===== Фрагмент текста
Воинствующая ортодоксальность, увы, была во все времена и во всех церквах. Мы знаем, чту инквизиция делала именем Христа... Была Варфоломеевская ночь, боярыня Морозова, клещами отдирали двоеперстие. И сейчас есть ортодоксия — уже в смысле “коммунисты” или имея в виду некоторые церковные конфессии, заставляющие придерживаться каждой закорючки в буковке закона. “Блаженны нищие духом” — это верно и сейчас, так можно сказать о людях, свободных от догм.

     – Сейчас, когда очень много “игровых” литературных жанров, жизнь в книгах подается с повышенной дозой условности. Читатель, уставший от фантазий и текстовой сложности, все больше тяготеет к воспоминаниям, написанным более просто, в том числе очень велико внимание к биографиям известных людей.

     – Это имеет отношение к теме свободы и разнузданности. В наше время очень интересуются мемуарной литературой, но, если вспомнить мемуары конца XIX — начала ХХ века, они были иные. Сейчас, к сожалению, — и это обусловлено нашей жизнью, агрессивностью нашего общества и нашего сознания, — стараются (и не только в воспоминаниях) снять “маску” с того или иного писателя. Но еще хуже — из текста вырывают отдельные фразы и делают подтасовку. Что же случилось с человечеством? Вообще-то, это было всегда, об этом еще Пушкин писал...
==========
===== Набор строк
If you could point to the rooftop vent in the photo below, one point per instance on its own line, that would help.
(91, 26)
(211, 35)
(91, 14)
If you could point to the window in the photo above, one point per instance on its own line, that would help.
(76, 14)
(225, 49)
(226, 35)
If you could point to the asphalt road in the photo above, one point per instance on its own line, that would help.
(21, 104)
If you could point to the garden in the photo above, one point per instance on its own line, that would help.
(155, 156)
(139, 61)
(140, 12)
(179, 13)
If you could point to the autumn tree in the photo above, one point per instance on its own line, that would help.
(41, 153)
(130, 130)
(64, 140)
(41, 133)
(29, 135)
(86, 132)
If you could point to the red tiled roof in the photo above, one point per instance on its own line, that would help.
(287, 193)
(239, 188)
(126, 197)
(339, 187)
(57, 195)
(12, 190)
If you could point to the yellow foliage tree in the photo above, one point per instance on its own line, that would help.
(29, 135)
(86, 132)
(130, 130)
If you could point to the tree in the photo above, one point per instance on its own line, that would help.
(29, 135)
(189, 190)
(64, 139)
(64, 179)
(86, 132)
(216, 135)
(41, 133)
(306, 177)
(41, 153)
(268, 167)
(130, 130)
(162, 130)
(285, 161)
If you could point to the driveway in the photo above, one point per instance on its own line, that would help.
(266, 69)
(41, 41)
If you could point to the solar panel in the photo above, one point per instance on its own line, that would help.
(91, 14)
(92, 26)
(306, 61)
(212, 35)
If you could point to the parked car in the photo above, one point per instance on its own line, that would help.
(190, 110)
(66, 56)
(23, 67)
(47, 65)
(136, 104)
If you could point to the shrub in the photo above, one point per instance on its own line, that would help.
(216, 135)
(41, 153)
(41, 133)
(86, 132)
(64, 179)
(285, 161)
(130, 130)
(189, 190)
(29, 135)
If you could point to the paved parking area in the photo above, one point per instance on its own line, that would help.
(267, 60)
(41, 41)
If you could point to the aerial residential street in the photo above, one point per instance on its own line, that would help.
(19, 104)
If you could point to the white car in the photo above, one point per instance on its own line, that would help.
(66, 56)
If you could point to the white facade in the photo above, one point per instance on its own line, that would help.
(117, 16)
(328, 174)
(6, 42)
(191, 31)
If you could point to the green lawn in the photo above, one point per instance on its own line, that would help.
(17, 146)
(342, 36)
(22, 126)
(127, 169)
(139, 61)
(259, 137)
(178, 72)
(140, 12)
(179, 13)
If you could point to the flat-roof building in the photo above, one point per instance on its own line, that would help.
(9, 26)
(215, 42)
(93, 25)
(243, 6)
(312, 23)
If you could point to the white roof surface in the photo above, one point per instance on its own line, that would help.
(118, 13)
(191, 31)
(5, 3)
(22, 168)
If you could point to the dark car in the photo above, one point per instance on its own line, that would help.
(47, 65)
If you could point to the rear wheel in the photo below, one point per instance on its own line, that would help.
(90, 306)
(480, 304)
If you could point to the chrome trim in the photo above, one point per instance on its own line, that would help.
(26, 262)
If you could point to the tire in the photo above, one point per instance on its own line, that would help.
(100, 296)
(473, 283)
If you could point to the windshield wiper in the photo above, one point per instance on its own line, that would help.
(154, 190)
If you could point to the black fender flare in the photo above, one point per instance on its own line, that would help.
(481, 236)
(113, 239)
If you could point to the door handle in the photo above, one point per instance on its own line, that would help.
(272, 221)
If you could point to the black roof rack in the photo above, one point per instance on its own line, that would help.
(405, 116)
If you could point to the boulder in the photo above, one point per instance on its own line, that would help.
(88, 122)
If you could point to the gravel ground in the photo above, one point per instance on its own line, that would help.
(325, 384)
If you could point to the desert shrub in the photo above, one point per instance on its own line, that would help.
==========
### Задания
[1] В отрывке об ортодоксальности и мемуарах сократите абзац, начинающийся словами «Воинствующая ортодоксальность, увы», сохранив его главные факты.
[2] Продолжите отрывок об ортодоксальности и мемуарах после его последней фразы.

### Ответы к заданиям
[1] Воинствующая ортодоксальность всегда была во всех церквах: инквизиция действовала именем Христа, была Варфоломеевская ночь, боярыня Морозова, клещами отдирали двоеперстие. Ортодоксия есть и сейчас: у коммунистов и в некоторых конфессиях, где требуют держаться каждой закорючки закона. Слова «Блаженны нищие духом» верны и сегодня: так можно сказать о людях, свободных от догм.

[2]
     – Да, в письме Вяземскому о потере записок Байрона: “...слава Богу, что потеряны... Толпа жадно читает исповеди... потому что в подлости своей радуется унижению высокого, слабостям могущего. При открытии всякой мерзости, она в восхищении. Он мал, как мы, он мерзок, как мы!”

     – “Врете, подлецы: он и мал и мерзок — не так, как вы — иначе”. В чем был смысл мемуаров раньше? Они были объективны, не несли в себе разложения мыслительного атома, а разложить атом мысли — значит устроить взрыв ненависти, зависти и прочей агрессии в человеке.

Всякий поэт или писатель так или иначе выстрадывает, предугадывает свою судьбу. Об этом есть у Лотмана и Натана Эйдельмана. Это очень сложная вещь. Бог сотворил человека, но дальше человек творит себя сам. Мне близка строка Пастернака: “Говорят, что вы в это выгрались,/Ваша правда: так надо играть...”

Поэт не играет, а достраивает свою судьбу поведением, воображением.

Чаще всего поэты эгоцентричны. Но человек — Божье создание. Я не понимаю, когда говорят о богоизбранном народе. Каждый человек, а значит, и каждый поэт богоизбран на самом деле.

Я думаю, что есть два типа творческой личности: первый — когда художник абсолютно адекватен себе (человек), второй — тип восполнения. Например, стихами восполняется то, чего в самом человеке нет. Сам не очень добр — пишет о щедрости... Пишет о том, к чему он стремится, в своем творении приближая себя к идеалу. Ни тот, ни другой тип не имеют друг перед другом никаких преимуществ: хороша ночь, хорош и день.

     – А примеры?

     – Ну, скажем, Фет — в жизни хозяйственник, довольно прижимист, и какой он был в стихах! Может быть, это примитив...

     – Это восходит к психологическим типам...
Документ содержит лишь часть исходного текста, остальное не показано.